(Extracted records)
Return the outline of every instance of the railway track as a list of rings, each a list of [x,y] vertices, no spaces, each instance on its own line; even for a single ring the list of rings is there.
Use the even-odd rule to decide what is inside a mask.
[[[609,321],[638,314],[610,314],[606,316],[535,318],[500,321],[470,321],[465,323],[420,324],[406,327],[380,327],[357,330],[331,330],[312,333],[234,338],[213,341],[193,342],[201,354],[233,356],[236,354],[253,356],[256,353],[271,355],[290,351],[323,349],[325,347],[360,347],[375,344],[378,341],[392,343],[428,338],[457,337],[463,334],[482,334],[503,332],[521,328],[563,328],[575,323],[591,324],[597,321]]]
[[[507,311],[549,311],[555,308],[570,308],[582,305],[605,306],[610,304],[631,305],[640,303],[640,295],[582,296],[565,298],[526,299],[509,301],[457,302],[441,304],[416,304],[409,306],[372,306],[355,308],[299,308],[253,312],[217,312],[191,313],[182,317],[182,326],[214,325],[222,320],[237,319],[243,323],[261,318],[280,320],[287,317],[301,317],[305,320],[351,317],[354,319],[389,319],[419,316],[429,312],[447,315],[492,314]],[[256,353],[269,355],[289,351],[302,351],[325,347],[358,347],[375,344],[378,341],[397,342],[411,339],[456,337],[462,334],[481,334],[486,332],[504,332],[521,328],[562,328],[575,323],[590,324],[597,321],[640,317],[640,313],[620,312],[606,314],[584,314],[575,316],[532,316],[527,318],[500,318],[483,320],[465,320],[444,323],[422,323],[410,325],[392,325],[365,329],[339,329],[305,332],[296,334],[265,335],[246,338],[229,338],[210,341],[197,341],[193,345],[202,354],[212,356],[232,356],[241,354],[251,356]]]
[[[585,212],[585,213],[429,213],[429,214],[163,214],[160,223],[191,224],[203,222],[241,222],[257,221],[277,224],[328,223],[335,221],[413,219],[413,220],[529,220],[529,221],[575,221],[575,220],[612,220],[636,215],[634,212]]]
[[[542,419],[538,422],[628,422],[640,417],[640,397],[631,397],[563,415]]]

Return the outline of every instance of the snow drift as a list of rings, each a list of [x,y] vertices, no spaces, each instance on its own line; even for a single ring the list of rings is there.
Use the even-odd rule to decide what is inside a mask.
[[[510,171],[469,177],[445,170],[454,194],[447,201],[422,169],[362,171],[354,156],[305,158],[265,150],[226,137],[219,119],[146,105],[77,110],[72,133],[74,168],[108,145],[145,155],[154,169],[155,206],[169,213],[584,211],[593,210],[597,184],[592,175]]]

◆ **What is being asked**
Among the lines of the preceding data, which ones hold the word "outline"? List them.

◆ **Response to the task**
Return the outline of every instance of the railway track as a list of rings, each a list of [x,y] vertices, no spaces, each instance on its own line; even for a single ring the list of rings is there.
Return the outline of every instance of the snow drift as a list of rings, each a list of [x,y] vertices, no spaces, each instance on its own line; even for a single ring the list of rings is there.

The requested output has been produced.